## [Work instructions]
According to the email thread below, how were actions initiated in Juju 1.X?

## [Text segment]
>> begin

2017-06-05 Thread James Beedy
This raises the question: why do we need a provider -> controller affinity
at all?

On Mon, Jun 5, 2017 at 12:23 PM, Nicholas Skaggs <
nicholas.ska...@canonical.com> wrote:

> On 06/03/2017 02:56 AM, John Meinel wrote:
>
>> You can add a manually provisioned machine to any model, as long as there
>> is connectivity from the machine to the controller. Now, I would have
>> thought initial setup was initiated by the Controller, but its possible
>> that initial setup is actually initiated from the client.
>>
>> Once initial setup is complete, then it is definitely true that all
>> connections are initiated from the agent running on the controlled machine
>> to the controller. The controller no longer tries to socket.connect to the
>> machine. (In 1.X 'actions' were initiated via ssh from the controller, but
>> in 2.X the agents listen to see if there are any actions to run like they
>> do for all other changes.)
>>
>> Now, given that he added a model into "us-east-1" if he ever did just a
>> plain "juju add-machine" or "juju deploy" (without --to) it would
>> definitely create a new instance in AWS and start configuring it, rather
>> than from your VM.
>>
> Is it possible for us to convey the model's proper location, even when
> using jaas? He's in effect lying to the controller which does have the
> knock-on affect of weird behavior.

>> end

Records of labeled boxes
>> begin

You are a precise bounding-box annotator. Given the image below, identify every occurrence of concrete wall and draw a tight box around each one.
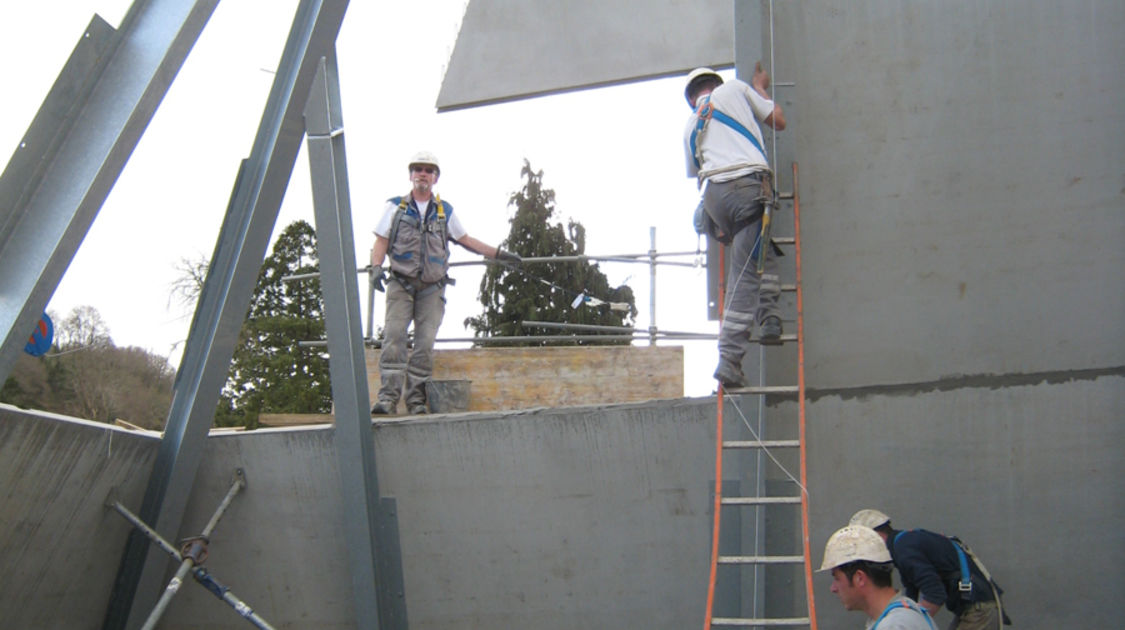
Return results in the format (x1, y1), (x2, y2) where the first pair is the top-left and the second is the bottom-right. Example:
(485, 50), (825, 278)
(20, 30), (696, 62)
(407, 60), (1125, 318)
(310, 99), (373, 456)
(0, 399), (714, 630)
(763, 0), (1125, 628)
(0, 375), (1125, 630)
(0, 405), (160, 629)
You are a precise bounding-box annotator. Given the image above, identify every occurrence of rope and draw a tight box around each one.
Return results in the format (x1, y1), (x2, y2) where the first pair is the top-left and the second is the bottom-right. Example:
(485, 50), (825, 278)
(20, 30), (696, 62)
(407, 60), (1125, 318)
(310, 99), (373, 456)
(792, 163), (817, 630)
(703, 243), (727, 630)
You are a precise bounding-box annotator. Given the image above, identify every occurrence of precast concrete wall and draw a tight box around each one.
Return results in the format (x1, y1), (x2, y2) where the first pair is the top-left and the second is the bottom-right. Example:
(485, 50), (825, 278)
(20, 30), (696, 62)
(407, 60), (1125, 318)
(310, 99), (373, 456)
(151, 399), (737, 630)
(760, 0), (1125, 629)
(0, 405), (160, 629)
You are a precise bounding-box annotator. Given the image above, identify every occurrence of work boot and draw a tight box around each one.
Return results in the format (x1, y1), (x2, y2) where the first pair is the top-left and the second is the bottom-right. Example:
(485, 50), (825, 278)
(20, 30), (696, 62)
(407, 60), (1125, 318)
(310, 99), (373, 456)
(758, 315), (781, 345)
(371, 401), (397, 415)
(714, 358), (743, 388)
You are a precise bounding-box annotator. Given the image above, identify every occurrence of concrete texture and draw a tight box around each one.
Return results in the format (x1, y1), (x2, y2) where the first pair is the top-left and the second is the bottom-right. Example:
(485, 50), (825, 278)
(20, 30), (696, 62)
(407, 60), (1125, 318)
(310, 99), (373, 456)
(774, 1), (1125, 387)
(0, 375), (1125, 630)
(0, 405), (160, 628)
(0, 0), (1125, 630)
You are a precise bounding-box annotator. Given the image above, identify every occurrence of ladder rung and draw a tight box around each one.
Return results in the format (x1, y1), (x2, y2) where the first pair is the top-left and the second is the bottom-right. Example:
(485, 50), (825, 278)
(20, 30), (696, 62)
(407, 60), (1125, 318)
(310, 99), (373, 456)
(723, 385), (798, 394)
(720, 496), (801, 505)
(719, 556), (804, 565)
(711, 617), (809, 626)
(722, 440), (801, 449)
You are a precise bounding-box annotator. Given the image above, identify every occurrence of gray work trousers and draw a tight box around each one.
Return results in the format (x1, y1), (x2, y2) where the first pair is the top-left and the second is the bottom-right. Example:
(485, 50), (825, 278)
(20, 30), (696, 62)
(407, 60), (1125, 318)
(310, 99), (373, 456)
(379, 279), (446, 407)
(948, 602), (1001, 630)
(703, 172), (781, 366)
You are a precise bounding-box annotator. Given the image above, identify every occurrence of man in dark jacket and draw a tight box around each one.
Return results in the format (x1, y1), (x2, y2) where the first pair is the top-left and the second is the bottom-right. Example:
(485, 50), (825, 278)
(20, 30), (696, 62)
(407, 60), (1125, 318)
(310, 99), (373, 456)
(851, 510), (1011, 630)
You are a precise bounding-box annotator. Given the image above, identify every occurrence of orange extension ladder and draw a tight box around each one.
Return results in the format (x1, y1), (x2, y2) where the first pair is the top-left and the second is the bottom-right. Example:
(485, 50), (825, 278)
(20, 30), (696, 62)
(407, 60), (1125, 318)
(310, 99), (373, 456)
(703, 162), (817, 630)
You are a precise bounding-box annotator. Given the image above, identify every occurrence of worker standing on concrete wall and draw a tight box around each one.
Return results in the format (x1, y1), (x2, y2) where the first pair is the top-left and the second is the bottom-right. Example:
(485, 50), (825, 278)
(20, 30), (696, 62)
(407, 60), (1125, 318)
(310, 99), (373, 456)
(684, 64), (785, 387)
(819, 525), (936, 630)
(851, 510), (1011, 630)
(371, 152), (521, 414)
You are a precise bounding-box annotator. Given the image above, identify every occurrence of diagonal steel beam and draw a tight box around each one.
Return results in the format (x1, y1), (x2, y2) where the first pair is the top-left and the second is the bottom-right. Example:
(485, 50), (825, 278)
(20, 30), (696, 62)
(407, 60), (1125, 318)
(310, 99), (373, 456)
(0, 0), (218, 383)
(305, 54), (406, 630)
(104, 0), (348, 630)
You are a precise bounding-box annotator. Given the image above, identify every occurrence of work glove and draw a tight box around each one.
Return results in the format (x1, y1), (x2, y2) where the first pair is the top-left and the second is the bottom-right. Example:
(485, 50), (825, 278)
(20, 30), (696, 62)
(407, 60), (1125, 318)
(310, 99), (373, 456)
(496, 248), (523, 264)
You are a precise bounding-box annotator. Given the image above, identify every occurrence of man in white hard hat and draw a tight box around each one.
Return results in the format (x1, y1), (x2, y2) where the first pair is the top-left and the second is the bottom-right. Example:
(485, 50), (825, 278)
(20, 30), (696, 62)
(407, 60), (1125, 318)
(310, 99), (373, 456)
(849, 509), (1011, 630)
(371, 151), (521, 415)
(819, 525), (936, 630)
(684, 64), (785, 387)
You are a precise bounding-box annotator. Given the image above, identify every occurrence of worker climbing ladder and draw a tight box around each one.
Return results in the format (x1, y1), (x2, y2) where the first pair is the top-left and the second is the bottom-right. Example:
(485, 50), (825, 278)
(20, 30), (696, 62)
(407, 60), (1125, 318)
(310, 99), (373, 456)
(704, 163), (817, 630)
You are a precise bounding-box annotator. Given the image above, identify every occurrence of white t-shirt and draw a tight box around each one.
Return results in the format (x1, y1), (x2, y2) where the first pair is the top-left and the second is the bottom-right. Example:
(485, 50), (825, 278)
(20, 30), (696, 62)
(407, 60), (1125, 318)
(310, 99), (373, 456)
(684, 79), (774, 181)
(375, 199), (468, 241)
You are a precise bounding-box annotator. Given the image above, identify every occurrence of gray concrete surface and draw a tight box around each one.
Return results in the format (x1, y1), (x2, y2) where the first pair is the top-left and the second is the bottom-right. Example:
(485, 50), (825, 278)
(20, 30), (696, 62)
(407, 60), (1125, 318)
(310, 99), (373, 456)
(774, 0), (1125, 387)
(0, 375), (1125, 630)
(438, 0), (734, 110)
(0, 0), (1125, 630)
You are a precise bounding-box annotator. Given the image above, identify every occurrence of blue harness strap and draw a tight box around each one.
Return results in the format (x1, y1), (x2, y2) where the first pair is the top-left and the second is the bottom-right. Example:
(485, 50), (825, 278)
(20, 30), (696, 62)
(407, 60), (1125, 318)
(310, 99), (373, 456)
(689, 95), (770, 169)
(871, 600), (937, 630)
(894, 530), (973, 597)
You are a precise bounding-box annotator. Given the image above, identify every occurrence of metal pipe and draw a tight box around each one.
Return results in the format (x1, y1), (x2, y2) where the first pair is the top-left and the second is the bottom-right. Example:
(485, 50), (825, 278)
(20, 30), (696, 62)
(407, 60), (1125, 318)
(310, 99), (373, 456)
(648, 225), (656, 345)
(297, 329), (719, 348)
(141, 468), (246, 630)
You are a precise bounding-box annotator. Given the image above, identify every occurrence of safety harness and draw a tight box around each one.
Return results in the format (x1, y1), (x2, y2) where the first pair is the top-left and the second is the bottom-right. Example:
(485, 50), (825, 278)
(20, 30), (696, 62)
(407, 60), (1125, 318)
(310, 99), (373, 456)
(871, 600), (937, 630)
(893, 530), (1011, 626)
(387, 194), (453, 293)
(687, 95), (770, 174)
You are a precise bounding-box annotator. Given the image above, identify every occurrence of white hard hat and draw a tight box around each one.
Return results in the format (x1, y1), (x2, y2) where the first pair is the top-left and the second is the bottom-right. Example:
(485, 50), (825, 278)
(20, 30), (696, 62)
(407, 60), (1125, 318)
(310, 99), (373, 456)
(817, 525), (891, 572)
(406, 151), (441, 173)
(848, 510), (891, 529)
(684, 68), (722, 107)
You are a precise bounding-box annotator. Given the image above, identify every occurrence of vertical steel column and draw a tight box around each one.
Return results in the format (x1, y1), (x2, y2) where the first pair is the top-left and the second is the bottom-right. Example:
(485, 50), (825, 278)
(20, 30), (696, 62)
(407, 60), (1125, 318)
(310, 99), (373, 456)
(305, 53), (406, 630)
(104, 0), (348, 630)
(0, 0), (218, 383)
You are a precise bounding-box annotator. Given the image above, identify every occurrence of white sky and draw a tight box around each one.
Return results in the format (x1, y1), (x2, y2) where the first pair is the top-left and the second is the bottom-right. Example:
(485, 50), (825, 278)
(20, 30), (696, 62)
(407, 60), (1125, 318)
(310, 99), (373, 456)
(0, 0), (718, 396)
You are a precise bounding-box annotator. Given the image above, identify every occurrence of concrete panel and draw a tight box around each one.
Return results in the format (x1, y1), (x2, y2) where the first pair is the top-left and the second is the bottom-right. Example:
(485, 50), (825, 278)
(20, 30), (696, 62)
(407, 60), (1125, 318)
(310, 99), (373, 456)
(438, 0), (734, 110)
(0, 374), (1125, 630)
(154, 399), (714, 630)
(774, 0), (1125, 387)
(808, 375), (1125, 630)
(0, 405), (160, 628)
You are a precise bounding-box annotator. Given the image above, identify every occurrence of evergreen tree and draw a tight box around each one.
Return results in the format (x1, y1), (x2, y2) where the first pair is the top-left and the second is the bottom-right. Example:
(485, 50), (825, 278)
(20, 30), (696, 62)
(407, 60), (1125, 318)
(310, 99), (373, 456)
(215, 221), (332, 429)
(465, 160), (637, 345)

>> end

## [Full output]
They were initiated via ssh from the controller.